YOUR OBJECTIVE:
Please copy each line from the entries that contains the string "flask".

────────────────────

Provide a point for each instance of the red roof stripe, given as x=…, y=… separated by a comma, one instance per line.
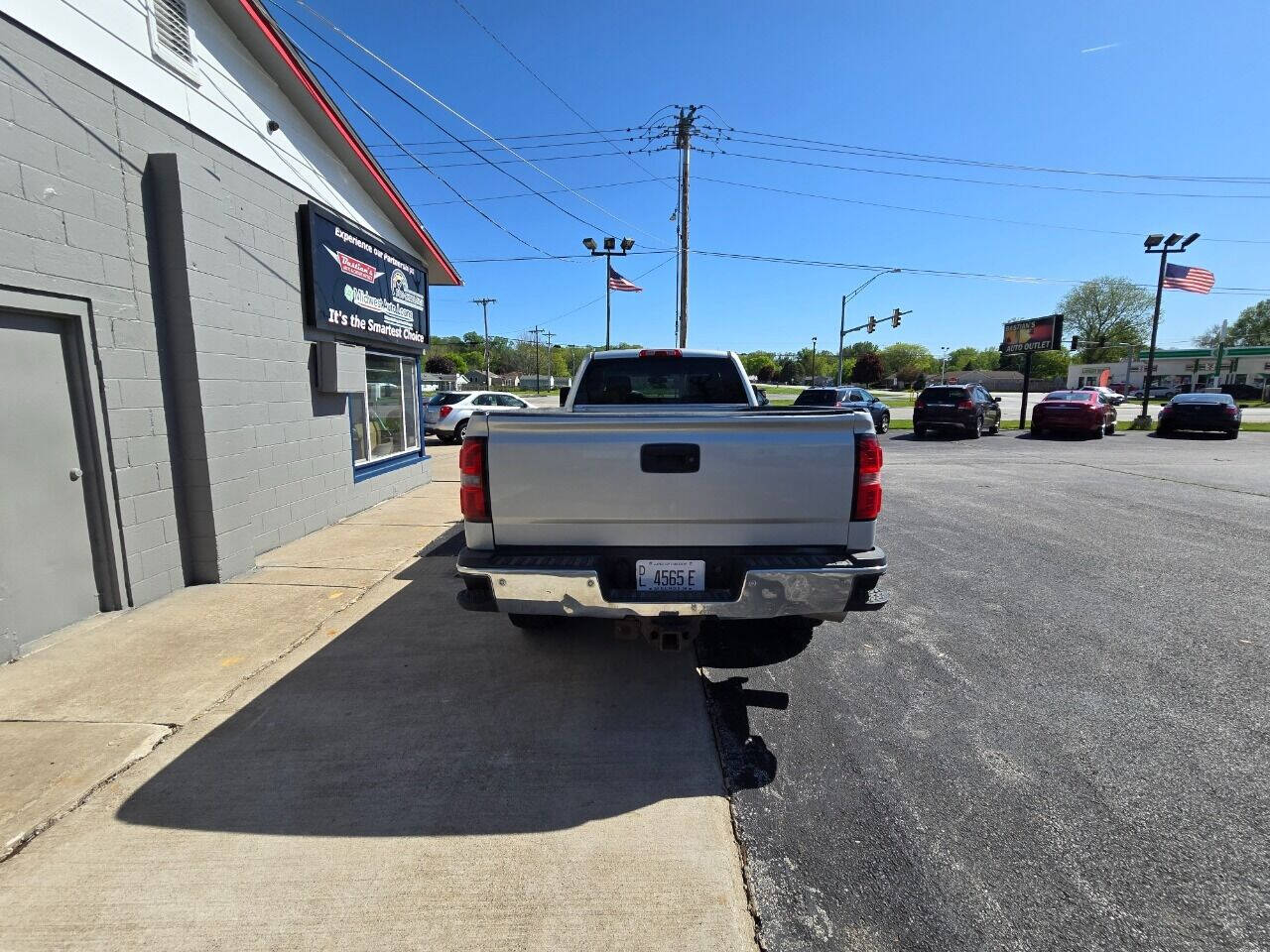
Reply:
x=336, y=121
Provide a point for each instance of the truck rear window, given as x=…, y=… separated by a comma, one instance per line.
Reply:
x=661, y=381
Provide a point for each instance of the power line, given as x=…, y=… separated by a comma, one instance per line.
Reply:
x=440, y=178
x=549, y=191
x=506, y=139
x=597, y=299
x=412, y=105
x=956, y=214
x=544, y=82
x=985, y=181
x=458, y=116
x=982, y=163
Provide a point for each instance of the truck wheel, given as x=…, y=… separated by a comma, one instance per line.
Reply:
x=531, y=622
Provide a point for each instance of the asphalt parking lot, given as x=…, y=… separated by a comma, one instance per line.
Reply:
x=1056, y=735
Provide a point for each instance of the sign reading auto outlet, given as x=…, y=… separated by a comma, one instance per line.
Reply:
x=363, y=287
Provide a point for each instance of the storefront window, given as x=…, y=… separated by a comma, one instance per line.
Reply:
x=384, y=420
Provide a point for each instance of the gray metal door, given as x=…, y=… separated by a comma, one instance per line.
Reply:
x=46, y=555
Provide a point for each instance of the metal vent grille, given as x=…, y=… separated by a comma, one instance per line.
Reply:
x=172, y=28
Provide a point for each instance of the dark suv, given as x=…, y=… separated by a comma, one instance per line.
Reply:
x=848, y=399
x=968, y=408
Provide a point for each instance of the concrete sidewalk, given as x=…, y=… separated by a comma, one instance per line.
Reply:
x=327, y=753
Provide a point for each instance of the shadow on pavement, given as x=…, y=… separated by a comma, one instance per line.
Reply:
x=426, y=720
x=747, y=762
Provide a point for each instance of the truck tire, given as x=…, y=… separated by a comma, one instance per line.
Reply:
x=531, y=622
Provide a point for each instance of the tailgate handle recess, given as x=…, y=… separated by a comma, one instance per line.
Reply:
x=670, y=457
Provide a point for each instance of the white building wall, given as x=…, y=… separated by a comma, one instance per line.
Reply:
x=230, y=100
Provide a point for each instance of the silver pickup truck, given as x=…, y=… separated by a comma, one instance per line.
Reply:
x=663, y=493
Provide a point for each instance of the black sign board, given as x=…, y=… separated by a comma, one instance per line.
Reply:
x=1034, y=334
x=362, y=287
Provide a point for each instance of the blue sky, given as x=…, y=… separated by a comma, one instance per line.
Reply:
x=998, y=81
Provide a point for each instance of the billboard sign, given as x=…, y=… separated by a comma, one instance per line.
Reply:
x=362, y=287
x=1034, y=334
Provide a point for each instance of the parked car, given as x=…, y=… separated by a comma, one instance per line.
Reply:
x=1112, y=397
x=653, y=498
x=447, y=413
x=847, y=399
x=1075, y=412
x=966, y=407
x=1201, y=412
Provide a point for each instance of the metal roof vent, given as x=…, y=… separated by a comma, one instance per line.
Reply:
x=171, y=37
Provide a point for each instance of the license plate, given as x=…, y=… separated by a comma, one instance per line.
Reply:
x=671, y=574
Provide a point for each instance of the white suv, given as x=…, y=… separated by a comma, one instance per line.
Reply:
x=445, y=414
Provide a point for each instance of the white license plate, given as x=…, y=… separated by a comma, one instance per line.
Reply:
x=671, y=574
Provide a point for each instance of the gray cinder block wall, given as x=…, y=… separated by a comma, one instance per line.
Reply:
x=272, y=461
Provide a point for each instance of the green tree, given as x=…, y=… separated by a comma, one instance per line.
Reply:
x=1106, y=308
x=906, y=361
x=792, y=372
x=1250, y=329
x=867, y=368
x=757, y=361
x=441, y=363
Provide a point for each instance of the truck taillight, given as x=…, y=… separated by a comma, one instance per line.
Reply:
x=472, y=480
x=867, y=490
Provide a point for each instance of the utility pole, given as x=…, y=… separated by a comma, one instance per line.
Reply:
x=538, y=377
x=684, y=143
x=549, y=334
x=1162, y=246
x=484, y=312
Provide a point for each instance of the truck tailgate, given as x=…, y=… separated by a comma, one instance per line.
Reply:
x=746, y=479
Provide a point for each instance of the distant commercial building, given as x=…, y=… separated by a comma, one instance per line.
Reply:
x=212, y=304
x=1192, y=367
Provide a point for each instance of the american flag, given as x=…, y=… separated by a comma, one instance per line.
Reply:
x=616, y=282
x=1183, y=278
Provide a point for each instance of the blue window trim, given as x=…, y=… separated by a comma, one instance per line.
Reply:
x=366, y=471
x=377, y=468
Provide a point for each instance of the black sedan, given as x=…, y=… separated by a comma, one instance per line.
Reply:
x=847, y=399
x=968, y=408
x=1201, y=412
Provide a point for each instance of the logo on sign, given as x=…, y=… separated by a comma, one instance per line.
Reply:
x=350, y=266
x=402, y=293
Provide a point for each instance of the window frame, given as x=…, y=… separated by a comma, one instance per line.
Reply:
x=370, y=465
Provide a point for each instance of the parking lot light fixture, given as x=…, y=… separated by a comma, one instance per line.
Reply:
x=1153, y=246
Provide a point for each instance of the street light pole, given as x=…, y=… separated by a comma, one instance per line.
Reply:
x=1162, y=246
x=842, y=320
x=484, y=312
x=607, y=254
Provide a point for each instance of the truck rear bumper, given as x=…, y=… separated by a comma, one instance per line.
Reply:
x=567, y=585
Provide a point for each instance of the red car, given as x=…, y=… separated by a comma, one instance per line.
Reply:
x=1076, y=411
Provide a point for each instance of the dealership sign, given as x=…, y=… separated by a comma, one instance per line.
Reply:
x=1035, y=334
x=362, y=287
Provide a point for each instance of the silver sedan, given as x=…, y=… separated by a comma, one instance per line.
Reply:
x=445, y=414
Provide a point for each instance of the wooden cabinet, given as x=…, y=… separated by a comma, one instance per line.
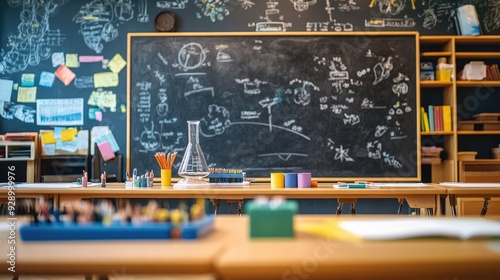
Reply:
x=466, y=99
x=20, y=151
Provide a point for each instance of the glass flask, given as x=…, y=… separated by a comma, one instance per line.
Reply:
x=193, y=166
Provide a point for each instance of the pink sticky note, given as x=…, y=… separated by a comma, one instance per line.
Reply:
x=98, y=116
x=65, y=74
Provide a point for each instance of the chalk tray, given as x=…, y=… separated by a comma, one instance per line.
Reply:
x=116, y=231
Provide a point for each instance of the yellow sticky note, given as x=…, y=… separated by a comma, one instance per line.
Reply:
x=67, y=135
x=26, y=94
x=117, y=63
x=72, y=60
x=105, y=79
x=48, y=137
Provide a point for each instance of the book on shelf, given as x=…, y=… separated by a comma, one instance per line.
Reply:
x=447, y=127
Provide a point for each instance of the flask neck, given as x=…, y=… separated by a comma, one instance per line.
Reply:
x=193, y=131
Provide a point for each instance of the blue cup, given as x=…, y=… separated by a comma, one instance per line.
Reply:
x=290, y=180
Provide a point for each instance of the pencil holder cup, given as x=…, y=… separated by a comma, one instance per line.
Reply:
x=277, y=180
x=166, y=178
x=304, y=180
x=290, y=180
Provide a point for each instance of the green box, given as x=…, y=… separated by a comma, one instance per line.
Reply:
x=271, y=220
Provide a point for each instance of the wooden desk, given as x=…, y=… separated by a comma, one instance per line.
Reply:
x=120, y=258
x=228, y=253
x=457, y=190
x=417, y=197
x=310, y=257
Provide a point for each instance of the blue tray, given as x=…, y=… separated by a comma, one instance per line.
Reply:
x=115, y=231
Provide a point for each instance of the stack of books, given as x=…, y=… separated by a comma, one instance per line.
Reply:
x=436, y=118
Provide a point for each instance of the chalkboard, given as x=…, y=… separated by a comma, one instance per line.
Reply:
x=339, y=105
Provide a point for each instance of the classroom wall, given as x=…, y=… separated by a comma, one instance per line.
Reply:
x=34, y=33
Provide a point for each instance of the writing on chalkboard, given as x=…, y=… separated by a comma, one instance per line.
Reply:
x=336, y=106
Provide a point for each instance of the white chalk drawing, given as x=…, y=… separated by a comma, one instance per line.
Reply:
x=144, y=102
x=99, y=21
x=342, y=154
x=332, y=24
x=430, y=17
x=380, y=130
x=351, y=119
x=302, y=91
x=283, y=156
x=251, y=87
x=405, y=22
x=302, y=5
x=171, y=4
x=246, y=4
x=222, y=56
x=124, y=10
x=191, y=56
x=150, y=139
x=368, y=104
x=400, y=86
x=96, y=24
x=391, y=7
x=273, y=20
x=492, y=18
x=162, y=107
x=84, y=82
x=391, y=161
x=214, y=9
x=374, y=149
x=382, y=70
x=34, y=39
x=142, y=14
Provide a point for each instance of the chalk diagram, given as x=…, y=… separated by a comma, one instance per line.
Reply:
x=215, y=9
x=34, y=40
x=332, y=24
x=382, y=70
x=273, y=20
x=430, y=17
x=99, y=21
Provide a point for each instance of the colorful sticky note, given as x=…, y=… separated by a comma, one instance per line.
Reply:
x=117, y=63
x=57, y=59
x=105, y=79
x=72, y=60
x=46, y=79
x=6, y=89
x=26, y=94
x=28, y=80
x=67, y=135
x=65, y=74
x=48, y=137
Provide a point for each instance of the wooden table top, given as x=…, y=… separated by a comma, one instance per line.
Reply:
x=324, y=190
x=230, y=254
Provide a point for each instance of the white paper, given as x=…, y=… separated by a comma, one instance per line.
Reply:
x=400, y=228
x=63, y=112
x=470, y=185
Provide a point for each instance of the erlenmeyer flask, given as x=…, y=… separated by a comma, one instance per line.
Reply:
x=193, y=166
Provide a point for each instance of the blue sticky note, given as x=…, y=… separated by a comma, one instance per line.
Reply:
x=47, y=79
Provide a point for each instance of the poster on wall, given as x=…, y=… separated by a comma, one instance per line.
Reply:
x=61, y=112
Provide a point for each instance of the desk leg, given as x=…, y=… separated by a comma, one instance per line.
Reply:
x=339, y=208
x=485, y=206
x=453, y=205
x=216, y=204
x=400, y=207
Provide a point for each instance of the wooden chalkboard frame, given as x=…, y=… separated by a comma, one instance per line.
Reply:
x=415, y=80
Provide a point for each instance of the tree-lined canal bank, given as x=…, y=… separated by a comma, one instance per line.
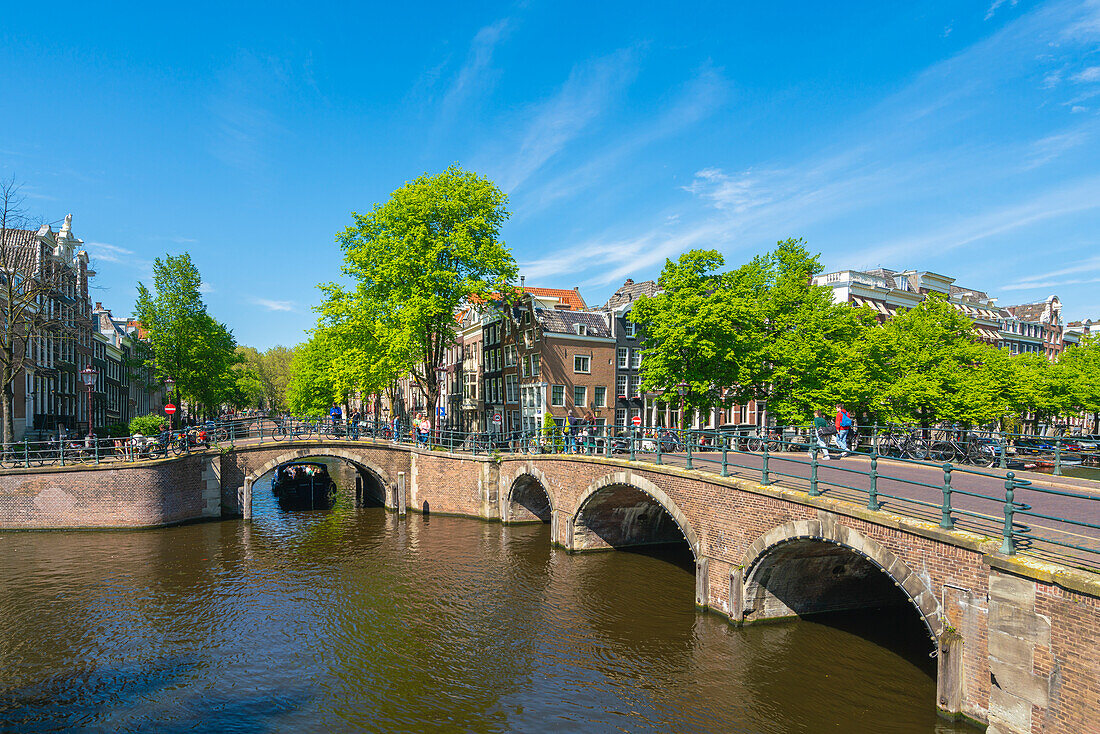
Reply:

────────────────────

REPLY:
Provide a point for each instance of the glass flask, given as x=…, y=… separated by a comma, one instance per line.
Provide a point for each instance of the flask neck, given as x=…, y=… separated by a comma, one instance per line.
Provide a point for each instance of the erlenmeyer flask, given as x=…, y=… separated by a comma, one instance per line.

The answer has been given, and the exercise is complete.